BRIEF:
Check the listing that follows and work out how many lines include "loader". The reply is that number alone.

▽

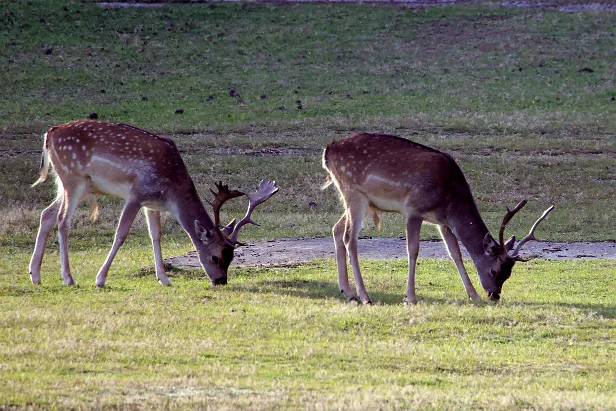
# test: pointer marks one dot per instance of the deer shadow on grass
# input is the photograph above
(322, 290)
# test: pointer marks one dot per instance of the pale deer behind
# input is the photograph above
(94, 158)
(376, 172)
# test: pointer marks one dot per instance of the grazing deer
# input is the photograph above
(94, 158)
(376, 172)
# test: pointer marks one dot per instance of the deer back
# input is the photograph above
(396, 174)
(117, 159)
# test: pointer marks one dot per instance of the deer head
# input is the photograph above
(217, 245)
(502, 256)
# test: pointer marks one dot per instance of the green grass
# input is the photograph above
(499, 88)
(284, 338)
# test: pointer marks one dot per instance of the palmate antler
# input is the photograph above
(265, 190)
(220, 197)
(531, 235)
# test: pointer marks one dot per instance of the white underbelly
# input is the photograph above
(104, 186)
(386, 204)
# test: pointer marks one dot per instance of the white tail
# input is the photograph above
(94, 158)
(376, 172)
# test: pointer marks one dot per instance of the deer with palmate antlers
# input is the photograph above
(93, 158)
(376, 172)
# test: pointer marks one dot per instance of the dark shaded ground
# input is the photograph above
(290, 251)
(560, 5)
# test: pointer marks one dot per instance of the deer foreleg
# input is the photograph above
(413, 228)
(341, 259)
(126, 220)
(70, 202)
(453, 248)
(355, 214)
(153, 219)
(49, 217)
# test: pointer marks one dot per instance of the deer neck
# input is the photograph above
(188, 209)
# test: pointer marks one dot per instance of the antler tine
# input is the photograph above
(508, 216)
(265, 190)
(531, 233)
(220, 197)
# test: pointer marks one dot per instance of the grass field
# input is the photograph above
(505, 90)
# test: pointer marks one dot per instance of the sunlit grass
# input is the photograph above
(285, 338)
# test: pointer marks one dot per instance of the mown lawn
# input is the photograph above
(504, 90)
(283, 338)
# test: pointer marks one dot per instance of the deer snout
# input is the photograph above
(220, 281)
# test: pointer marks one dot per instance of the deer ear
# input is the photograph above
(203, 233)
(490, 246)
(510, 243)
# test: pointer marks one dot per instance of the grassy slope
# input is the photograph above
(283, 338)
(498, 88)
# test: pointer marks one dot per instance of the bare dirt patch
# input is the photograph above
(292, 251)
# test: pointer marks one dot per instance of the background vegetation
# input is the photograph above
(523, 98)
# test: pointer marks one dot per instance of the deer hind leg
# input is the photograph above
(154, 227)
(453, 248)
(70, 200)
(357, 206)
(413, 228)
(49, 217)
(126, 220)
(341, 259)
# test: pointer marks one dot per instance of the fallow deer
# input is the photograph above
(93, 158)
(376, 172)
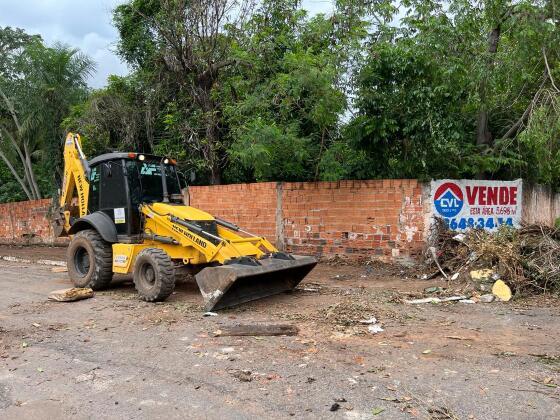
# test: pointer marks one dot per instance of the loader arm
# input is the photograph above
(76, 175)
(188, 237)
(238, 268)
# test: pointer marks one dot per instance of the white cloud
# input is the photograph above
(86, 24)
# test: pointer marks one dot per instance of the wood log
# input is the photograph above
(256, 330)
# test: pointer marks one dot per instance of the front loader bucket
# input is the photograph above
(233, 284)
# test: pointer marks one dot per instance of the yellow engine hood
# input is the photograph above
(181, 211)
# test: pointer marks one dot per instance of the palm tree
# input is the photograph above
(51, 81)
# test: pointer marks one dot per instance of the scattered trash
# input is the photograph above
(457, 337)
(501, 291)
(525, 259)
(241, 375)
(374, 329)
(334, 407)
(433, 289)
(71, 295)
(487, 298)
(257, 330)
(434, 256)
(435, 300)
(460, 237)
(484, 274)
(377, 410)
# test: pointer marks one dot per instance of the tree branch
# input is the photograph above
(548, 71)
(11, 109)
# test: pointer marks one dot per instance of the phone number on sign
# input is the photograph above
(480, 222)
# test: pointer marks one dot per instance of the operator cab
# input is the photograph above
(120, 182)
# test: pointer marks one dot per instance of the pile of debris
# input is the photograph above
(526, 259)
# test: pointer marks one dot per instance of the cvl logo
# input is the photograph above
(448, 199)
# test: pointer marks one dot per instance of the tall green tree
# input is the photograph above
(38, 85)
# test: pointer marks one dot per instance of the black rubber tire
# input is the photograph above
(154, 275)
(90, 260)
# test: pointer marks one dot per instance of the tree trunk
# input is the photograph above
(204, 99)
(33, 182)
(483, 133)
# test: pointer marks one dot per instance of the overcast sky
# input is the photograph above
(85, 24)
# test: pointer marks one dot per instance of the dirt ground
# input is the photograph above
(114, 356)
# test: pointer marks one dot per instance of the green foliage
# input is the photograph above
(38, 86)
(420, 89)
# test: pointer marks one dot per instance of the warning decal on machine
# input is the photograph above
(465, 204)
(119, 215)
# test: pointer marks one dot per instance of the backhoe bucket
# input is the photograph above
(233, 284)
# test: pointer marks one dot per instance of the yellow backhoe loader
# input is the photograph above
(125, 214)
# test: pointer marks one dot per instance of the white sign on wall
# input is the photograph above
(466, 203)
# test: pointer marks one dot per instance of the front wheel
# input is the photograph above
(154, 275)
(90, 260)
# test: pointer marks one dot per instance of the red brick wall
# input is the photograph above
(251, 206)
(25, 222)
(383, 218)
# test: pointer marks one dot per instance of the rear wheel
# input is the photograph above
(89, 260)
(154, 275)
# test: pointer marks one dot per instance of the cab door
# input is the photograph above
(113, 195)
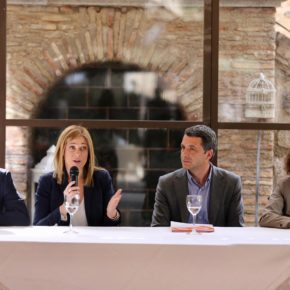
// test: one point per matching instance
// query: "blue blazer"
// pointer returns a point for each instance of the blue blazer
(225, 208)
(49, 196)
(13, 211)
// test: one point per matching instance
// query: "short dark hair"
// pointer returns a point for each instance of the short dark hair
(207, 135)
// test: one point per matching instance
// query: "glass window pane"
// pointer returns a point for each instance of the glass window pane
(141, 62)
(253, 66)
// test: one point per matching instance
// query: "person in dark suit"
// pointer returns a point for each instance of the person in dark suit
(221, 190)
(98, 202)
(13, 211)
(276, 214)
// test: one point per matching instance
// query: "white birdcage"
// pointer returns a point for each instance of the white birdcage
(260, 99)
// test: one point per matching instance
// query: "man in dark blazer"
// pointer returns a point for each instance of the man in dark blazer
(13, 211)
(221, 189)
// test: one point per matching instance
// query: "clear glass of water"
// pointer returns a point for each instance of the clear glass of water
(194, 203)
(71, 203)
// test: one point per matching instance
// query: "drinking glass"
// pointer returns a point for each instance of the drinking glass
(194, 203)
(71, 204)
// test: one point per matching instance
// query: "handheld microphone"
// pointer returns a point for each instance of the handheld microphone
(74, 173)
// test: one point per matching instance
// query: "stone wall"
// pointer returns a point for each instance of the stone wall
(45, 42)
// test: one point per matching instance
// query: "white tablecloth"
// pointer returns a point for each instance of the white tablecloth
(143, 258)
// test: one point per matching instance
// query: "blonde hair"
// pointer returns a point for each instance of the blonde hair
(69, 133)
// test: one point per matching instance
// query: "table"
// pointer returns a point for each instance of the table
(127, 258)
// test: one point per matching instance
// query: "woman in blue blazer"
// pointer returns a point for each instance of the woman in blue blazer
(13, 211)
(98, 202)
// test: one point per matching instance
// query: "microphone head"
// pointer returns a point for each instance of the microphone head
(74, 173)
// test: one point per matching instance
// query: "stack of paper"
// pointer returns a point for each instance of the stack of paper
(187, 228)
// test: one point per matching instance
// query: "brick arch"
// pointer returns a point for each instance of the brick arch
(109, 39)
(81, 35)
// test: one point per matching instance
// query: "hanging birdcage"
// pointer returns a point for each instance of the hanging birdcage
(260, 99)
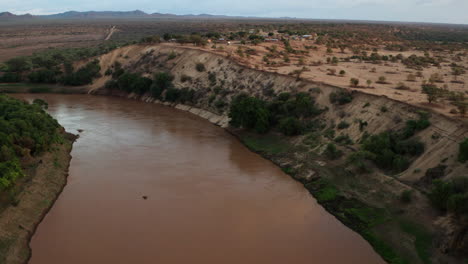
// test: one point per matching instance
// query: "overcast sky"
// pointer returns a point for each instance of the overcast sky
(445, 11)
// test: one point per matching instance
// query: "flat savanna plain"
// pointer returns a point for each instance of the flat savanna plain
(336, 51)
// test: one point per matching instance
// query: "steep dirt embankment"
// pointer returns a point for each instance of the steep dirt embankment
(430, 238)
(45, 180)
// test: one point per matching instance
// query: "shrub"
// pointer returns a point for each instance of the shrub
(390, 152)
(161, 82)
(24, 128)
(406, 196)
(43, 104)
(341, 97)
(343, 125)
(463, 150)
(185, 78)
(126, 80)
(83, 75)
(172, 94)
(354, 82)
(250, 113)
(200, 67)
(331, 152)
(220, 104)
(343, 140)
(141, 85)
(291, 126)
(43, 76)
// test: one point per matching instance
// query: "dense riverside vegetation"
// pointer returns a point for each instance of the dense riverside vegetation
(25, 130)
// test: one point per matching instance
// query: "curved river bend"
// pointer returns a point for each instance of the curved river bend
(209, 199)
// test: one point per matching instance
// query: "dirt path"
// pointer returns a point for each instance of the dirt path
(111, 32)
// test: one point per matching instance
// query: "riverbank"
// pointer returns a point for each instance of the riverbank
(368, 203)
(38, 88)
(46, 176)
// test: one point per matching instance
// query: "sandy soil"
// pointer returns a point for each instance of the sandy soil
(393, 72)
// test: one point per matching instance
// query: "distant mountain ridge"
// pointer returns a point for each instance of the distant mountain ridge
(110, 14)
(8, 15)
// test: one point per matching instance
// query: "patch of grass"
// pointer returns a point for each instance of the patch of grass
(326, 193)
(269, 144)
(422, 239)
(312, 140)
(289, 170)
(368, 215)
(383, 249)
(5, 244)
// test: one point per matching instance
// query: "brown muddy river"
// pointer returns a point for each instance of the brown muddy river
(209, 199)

△
▽

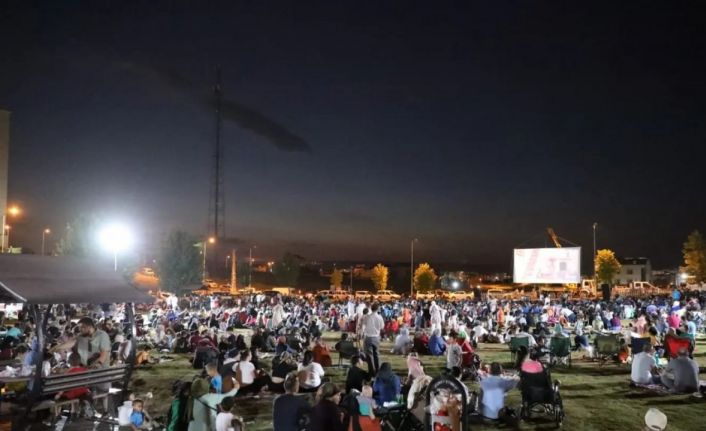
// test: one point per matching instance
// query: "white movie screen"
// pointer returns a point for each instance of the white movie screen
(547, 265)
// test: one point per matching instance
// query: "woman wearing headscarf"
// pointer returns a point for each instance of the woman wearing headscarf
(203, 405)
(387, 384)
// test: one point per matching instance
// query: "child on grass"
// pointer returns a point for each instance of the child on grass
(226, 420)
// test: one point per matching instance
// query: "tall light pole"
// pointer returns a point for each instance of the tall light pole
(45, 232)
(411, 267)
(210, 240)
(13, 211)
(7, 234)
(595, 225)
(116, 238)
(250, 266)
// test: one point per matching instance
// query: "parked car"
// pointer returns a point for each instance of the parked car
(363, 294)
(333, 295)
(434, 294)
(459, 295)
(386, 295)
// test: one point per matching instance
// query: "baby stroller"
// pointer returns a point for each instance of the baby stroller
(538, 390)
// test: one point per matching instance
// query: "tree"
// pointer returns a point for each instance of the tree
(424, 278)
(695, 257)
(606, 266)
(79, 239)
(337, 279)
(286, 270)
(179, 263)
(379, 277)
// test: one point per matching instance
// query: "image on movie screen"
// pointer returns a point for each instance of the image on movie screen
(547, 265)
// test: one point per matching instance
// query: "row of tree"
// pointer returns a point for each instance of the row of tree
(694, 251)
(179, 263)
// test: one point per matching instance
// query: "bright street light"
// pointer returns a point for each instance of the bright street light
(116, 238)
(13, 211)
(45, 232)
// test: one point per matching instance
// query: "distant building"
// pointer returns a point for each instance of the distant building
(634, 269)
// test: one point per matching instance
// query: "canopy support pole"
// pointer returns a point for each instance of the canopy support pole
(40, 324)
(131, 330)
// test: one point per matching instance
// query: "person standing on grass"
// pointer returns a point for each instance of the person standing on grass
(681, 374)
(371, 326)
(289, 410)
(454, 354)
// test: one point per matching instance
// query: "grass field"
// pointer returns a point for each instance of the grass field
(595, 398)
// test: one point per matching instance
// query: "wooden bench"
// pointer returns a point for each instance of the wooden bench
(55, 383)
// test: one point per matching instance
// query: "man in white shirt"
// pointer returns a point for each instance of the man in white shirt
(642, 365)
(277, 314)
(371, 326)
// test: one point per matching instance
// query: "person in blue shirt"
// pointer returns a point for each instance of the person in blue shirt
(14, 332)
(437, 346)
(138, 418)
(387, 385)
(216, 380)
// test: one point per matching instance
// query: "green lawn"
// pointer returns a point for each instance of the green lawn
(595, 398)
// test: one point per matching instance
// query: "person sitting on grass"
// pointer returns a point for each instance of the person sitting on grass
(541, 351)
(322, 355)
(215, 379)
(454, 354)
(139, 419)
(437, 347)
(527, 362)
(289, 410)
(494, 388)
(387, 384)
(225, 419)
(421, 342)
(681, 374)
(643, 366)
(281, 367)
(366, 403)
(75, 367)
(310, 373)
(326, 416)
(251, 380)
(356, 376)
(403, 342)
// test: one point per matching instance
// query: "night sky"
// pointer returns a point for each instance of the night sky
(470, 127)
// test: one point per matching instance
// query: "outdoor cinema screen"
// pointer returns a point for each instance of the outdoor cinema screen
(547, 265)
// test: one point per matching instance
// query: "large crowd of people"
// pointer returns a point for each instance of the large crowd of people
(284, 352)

△
▽

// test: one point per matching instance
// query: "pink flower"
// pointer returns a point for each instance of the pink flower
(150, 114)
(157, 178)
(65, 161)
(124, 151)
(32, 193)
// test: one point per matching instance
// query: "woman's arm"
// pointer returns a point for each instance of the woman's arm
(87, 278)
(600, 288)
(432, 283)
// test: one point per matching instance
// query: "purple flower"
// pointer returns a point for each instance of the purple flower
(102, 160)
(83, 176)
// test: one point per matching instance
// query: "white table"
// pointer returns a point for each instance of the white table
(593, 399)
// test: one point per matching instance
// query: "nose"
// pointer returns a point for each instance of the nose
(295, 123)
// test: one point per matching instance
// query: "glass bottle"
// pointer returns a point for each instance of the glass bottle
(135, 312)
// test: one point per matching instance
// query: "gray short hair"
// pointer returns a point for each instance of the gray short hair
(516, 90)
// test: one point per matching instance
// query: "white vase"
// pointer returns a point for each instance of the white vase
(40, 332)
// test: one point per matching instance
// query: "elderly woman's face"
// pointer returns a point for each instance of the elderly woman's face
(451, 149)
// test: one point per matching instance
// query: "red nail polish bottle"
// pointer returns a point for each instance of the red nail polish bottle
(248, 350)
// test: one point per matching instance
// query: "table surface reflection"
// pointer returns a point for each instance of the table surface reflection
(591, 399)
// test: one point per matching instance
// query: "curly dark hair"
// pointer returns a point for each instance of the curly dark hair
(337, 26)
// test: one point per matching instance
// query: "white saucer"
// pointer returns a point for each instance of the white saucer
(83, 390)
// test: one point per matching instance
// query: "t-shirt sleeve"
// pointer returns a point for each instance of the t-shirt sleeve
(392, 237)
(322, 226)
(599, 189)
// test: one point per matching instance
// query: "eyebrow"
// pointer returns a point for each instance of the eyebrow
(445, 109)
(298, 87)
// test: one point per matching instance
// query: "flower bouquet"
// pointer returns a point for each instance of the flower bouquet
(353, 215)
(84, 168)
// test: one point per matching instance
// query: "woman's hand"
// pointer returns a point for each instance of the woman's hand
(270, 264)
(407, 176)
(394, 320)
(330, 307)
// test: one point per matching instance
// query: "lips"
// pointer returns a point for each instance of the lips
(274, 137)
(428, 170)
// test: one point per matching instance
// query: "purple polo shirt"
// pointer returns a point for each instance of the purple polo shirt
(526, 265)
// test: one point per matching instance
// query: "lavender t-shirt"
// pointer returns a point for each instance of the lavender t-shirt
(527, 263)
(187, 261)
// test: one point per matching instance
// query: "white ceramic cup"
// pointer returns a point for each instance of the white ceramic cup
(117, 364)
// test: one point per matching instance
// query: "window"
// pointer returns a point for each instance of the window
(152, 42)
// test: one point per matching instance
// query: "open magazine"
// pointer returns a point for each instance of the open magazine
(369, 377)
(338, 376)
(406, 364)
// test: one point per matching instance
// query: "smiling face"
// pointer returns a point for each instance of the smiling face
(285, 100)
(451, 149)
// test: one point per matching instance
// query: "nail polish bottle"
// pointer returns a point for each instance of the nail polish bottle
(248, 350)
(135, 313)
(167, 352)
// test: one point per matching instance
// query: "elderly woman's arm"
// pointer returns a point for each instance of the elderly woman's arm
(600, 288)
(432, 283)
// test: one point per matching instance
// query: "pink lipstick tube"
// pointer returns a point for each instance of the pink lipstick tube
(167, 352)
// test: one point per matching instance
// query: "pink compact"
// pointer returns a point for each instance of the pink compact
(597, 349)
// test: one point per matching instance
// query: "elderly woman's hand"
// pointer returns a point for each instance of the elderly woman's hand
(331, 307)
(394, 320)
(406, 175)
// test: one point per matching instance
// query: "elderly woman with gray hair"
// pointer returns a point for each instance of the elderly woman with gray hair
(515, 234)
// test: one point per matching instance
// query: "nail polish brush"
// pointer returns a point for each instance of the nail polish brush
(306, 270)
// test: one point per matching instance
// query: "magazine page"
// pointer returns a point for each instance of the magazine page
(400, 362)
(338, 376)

△

ANSWER TO THE PROBLEM:
3